▶ PROBLEMAS E TAREFAS
• 1. Transcreva, do texto sobre os legados das Olimpíadas, o trecho que vai de "Dom Walmor Oliveira" até "bem do povo.".
• 2. Escreva a continuação do texto sobre os legados das Olimpíadas a partir da última frase apresentada.

A população brasileira tem o direito de exigir que o
espírito olímpico tome conta da cabeça e do coração dos governantes e dos
construtores da sociedade.
Dom Walmor Oliveira de Azevedo
Arcebispo Metropolitano de Belo Horizonte – MG
Mergulhada ainda em graves crises, a sociedade brasileira
precisa refletir a respeito dos legados das Olimpíadas. Há uma avaliação de que
foram alcançados alguns avanços em infraestrutura. Porém, os ganhos poderiam
ser maiores se a medalha de ouro sonhada pelos governantes fosse o bem do povo.
Os legados na cidade-sede são, de certa forma, incontestáveis, embora tenha se
propalado, aos quatro ventos, que havia uma “quebradeira” na administração
pública, por falta de recursos. Isso, na verdade, induziu o Governo Federal a
investir mais na realização das Olimpíadas, priorizando evento de tamanha
importância social e política para o Brasil. Essa jogada de ouro faz pensar: demandas
urgentes e óbvias, em diferentes regiões do país, relacionadas às estradas,
habitação, mobilidade, saúde e educação merecem tratamento semelhante, com
rápidas respostas.
A população brasileira tem o direito de exigir que o
espírito olímpico tome conta da cabeça e do coração dos governantes e dos
construtores da sociedade. A meta deve ser a medalha de ouro que consiste na
priorização daquilo que, efetivamente, promove o desenvolvimento de todas as
regiões do Brasil, sem discriminações.
Virar as costas para quem precisa mais, na ilusão de que o país alçará
voos maiores com número reduzido de localidades estratégicas - que teriam
prioridade na destinação de recursos - é grave erro. As regionalidades do
Brasil, com suas dimensões continentais, riqueza impactante, merecem
tratamentos específicos e investimentos adequados.

▶ CONTEÚDO DOS DADOS
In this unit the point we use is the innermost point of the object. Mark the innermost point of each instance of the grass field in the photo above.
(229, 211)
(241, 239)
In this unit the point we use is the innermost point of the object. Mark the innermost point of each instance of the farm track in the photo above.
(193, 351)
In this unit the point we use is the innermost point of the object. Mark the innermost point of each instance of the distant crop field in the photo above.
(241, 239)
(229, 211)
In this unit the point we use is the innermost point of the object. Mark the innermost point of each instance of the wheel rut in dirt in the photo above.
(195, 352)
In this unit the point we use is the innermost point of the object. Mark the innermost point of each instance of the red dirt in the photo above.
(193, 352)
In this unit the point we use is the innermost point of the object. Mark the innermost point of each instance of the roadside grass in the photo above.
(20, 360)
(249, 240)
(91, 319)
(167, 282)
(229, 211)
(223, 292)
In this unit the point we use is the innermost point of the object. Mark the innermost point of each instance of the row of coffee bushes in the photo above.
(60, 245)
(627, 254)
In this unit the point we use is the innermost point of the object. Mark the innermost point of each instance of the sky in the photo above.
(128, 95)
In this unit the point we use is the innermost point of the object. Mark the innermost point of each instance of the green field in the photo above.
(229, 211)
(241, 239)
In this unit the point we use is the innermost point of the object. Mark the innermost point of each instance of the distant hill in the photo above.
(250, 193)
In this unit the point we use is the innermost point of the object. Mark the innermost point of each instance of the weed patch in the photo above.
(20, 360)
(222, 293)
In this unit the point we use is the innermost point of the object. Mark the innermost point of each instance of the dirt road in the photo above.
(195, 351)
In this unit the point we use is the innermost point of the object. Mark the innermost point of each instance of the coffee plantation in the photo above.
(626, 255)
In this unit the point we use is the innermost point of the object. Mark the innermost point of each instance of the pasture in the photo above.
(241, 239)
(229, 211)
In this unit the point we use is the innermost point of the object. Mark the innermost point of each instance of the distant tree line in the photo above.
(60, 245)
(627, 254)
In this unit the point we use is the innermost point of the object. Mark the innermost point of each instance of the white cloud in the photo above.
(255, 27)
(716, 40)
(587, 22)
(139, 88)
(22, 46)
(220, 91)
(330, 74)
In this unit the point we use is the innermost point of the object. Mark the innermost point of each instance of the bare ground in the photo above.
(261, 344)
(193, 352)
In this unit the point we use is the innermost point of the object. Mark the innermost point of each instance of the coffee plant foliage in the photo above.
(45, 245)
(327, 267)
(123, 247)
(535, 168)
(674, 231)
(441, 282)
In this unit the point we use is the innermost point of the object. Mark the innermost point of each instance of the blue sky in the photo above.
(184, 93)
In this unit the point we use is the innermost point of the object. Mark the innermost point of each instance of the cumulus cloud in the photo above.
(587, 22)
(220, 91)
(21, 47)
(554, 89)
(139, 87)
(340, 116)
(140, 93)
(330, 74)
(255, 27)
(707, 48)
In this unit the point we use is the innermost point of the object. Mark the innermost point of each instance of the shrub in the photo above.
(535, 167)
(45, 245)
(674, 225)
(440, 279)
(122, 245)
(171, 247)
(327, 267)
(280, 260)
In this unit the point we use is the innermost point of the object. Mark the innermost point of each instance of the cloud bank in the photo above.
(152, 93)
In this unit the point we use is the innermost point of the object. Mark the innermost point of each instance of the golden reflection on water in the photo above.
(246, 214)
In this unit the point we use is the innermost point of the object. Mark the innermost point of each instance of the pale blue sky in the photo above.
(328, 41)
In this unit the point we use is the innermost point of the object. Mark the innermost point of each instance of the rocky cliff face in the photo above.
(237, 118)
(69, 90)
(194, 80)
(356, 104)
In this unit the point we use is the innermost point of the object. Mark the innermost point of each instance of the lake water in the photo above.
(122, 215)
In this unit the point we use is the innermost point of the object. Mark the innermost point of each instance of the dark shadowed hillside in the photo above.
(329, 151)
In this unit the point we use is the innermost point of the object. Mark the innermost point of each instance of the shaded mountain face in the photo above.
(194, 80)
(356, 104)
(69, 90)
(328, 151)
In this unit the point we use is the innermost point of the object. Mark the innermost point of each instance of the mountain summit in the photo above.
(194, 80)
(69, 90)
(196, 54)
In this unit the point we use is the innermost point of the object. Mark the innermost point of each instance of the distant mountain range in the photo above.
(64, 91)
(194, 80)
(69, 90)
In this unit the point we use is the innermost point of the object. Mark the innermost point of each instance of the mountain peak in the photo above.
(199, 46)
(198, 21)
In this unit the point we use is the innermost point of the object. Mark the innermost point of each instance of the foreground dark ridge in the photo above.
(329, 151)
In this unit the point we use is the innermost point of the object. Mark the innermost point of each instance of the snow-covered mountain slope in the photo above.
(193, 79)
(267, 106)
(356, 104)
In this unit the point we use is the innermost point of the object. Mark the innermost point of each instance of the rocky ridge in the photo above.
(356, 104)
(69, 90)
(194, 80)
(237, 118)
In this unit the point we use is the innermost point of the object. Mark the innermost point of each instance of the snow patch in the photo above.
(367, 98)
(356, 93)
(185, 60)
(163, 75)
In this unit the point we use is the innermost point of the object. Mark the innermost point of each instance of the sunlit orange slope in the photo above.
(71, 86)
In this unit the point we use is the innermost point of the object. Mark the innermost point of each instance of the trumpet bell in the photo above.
* * *
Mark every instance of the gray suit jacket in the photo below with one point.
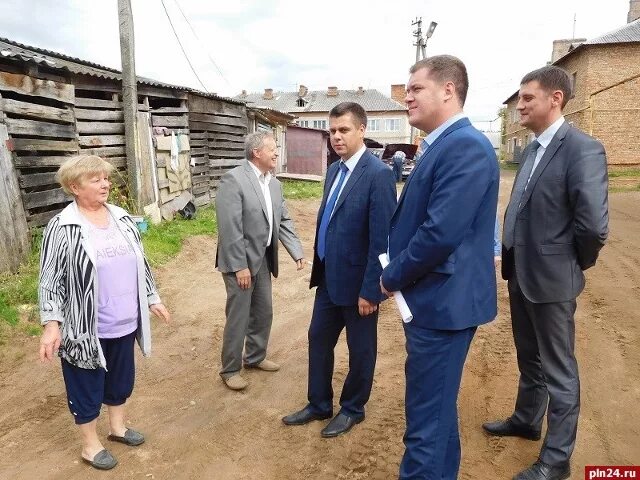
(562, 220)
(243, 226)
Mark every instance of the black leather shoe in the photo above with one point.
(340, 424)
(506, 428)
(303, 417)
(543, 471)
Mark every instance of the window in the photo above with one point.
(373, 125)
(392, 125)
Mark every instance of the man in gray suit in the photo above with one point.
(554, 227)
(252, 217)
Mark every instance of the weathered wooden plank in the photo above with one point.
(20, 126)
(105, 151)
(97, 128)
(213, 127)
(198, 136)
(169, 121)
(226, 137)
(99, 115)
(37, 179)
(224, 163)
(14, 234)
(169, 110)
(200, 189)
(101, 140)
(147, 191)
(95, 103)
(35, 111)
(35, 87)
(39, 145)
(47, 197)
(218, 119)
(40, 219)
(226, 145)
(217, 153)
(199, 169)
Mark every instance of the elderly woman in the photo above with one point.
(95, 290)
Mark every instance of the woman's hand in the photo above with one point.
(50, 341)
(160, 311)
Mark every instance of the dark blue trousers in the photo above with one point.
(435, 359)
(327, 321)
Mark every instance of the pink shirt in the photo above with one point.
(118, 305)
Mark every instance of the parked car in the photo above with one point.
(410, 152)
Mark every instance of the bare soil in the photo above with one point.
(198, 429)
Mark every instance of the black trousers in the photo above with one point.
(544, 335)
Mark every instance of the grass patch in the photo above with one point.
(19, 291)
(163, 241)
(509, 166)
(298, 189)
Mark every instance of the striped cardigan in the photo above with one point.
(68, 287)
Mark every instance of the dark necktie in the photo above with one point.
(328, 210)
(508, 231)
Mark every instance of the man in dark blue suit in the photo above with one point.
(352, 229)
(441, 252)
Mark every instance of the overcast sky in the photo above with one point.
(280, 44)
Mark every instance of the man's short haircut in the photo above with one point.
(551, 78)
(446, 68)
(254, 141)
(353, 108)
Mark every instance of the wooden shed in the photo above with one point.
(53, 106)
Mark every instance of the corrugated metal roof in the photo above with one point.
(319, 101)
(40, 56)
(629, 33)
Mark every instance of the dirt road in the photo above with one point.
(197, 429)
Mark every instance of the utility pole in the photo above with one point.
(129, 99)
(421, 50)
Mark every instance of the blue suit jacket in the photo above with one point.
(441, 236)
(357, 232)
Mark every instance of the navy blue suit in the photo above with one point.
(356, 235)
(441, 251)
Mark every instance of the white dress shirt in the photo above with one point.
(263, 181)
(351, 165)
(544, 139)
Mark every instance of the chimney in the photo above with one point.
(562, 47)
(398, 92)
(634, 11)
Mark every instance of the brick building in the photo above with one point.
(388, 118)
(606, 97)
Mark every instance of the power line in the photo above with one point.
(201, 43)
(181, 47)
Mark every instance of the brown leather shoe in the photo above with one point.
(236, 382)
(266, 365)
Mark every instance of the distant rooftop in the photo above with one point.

▶ RESPOSTAS POR ITEM
• 1.
Dom Walmor Oliveira de Azevedo
Arcebispo Metropolitano de Belo Horizonte – MG
Mergulhada ainda em graves crises, a sociedade brasileira
precisa refletir a respeito dos legados das Olimpíadas. Há uma avaliação de que
foram alcançados alguns avanços em infraestrutura. Porém, os ganhos poderiam
ser maiores se a medalha de ouro sonhada pelos governantes fosse o bem do povo.

• 2.
Por isso mesmo, é necessário que administrações e
intervenções governamentais sejam aliadas a ações mais competentes dos
políticos de cada região e microrregião. Esses representantes do povo devem
cultivar um espírito olímpico que os faça lutar pelo bem de seus eleitores,
evitando conchavos que objetivem resguardar privilégios de pequenos grupos ou
garantir a longeva ocupação de cargos por quem não está capacitado para
liderar. São pessoas incapacitadas justamente por terem perdido a credibilidade
e por estarem distantes da vida do povo, sem conseguir proporcionar melhorias
para o seu Estado e microrregião. Gente
que se contenta em viver na mediocridade, sem força para promover mudanças
culturais maiores, ou para valorizar riquezas que estão tão evidentemente à
vista, a exemplo dos patrimônios religioso e ambiental.
O pódio que consiste no desenvolvimento integral não pode
ser alcançado quando se caminha a passos lentos, no estreitamento e na
pequenez, sem fazer da luta do povo a própria luta. Assim, oportunidades são
perdidas. E o pior: nesse cenário a cultura perde força e se torna incapaz de
impulsionar a sociedade rumo a novas direções, a partir da reconfiguração de
hábitos, da compreensão e tratamento adequado dos bens ligados à própria
história, ao patrimônio ambiental-paisagístico-religioso. Permanece uma dinâmica que inviabiliza
avanços nos índices de qualidade social e educativa. Para reverter esse quadro,
é oportuno alimentar o espírito com as propriedades do que é olímpico e,
consequentemente, buscar desempenhos melhores, resultados mais adequados, com a
meta de conduzir ao pódio a própria região.
Os legados das Olimpíadas a uma cidade são consideráveis.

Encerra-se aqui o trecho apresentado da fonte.